#### [GIVEN INSTRUCTION]
Count the lines in the records below that contain the string "grey". Reply with the number alone.

Lines of data:

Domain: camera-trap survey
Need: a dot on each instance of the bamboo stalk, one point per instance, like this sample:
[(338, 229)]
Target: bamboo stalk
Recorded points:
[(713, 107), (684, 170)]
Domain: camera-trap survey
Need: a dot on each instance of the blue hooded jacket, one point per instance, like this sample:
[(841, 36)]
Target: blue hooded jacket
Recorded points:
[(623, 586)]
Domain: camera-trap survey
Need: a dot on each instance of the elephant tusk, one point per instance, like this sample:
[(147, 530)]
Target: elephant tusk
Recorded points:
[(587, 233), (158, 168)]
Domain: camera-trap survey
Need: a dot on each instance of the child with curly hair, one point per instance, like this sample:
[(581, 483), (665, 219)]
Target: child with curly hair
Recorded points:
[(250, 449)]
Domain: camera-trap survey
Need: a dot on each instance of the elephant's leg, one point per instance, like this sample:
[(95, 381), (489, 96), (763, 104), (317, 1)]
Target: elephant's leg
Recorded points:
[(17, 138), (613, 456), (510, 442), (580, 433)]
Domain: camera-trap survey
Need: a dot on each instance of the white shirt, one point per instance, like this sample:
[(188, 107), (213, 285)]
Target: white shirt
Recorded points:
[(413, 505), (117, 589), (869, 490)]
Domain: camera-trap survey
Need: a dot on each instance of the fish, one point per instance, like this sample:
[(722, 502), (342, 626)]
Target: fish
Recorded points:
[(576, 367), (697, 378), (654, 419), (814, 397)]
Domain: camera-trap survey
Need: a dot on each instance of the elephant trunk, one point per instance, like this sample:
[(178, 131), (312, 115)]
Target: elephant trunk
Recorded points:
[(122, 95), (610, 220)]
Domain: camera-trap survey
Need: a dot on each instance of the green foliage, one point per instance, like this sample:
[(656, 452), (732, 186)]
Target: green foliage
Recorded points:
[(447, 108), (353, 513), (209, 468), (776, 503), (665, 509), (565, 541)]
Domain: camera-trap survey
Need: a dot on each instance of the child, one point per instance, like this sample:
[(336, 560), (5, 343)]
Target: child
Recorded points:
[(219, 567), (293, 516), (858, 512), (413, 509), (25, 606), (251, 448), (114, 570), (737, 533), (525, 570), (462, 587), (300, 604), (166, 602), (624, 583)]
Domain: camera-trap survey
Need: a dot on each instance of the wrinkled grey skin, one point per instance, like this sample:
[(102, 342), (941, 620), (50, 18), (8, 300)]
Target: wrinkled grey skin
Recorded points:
==
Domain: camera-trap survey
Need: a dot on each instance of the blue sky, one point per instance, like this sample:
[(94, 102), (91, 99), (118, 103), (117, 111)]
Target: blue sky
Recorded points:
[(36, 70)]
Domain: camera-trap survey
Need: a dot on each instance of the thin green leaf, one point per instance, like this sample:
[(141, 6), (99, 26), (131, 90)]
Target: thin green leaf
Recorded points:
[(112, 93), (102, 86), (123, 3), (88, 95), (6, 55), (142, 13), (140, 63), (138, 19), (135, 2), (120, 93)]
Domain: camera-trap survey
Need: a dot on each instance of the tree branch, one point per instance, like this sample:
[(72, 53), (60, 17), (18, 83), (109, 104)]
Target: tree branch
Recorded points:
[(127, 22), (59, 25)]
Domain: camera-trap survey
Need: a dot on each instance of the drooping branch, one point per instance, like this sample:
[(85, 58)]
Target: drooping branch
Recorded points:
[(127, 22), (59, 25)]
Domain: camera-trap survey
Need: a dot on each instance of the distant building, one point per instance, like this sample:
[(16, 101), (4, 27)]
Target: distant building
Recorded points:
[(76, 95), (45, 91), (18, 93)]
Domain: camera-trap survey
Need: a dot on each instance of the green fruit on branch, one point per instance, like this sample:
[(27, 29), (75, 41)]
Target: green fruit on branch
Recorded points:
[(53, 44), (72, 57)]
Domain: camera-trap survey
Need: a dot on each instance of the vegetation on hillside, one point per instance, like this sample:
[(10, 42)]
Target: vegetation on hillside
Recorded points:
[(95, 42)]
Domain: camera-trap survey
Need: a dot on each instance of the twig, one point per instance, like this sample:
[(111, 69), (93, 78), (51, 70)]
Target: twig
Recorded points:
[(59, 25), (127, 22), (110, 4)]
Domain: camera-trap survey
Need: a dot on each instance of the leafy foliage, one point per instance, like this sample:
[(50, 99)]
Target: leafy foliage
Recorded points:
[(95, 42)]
* * *
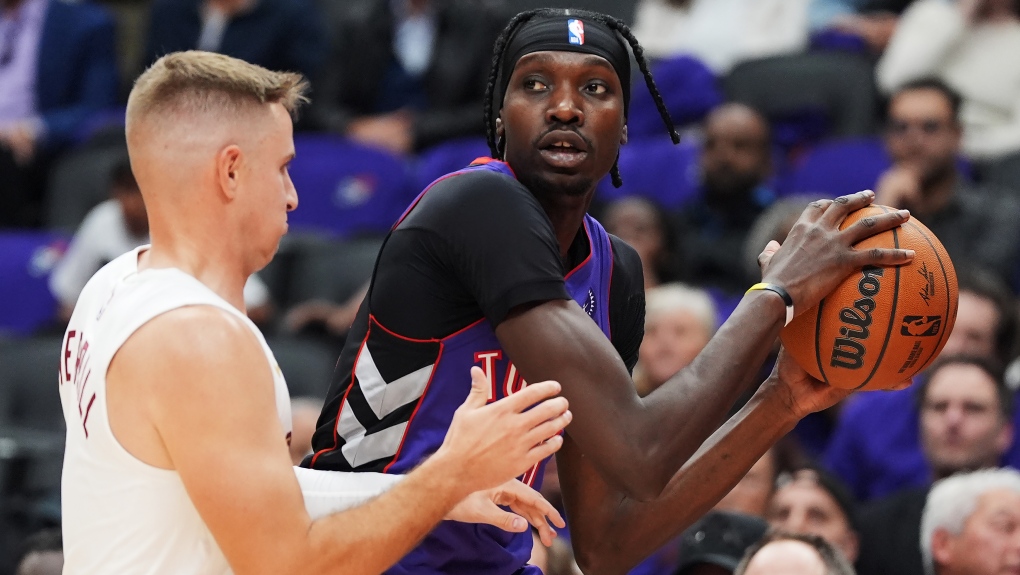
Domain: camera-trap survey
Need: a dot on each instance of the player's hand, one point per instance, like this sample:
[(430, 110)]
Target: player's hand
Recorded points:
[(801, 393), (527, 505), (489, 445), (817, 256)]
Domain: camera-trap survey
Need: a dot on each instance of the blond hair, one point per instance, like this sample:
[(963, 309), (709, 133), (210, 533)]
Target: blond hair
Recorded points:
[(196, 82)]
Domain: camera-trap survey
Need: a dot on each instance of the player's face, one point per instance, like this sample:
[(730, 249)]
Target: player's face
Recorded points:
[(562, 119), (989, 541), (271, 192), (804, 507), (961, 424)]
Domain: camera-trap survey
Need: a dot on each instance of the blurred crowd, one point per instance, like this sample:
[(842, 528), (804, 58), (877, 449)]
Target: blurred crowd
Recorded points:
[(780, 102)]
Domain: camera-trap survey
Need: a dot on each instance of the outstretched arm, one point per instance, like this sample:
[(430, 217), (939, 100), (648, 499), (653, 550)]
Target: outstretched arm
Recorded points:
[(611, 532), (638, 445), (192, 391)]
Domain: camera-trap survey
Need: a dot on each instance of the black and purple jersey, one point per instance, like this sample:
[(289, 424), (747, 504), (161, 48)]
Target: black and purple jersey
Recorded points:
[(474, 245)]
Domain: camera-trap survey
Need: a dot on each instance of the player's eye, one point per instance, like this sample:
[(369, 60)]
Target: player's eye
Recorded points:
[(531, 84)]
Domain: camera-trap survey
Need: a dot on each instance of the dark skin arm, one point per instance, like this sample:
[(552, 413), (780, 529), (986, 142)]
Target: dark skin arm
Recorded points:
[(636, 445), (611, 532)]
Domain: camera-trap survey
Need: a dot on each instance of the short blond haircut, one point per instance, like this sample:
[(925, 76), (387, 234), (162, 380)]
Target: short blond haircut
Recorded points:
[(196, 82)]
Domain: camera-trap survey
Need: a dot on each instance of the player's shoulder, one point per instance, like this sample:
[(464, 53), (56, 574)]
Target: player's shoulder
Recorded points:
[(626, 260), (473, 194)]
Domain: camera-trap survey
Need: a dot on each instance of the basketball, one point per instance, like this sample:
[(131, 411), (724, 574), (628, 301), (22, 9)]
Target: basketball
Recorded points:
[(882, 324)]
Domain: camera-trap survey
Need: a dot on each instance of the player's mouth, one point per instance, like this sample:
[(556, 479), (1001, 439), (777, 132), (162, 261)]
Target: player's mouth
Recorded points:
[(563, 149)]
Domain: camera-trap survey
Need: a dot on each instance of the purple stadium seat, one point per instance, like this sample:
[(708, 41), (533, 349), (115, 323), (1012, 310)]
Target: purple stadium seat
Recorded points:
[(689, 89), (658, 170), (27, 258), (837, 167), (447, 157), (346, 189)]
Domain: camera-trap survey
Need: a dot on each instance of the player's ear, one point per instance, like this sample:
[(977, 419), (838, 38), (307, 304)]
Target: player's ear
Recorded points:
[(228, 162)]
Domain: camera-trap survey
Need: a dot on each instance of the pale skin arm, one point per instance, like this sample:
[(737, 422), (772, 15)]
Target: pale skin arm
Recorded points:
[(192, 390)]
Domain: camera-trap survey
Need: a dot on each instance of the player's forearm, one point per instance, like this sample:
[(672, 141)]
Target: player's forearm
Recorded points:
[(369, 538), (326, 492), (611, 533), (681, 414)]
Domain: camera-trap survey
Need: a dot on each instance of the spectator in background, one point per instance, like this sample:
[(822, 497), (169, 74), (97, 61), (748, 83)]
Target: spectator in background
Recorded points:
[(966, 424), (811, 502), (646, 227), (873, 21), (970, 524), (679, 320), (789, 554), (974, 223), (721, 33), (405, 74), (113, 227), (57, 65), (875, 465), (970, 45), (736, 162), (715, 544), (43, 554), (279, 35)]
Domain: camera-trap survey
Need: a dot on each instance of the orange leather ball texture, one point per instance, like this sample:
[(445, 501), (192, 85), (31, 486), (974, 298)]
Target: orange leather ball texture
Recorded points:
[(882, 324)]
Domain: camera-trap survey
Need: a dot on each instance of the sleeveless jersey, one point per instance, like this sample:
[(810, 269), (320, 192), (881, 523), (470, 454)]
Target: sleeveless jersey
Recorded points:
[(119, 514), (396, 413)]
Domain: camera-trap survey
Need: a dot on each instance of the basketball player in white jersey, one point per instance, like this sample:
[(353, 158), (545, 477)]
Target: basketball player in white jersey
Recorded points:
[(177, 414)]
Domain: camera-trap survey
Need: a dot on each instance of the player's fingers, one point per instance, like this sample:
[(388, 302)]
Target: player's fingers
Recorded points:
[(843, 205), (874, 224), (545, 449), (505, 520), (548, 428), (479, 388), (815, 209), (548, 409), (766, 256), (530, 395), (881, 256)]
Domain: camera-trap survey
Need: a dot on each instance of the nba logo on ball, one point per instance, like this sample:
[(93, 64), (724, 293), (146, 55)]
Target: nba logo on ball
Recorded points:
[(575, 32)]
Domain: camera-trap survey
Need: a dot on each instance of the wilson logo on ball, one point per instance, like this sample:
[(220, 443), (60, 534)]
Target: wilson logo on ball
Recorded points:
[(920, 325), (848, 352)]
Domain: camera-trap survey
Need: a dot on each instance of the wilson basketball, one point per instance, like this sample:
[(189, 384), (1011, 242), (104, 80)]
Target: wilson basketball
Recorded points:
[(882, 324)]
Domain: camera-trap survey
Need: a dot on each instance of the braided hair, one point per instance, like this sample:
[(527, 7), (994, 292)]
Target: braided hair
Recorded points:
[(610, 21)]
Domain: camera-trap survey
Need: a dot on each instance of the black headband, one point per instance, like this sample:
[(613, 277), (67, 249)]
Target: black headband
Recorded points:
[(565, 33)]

#### [REPLY]
2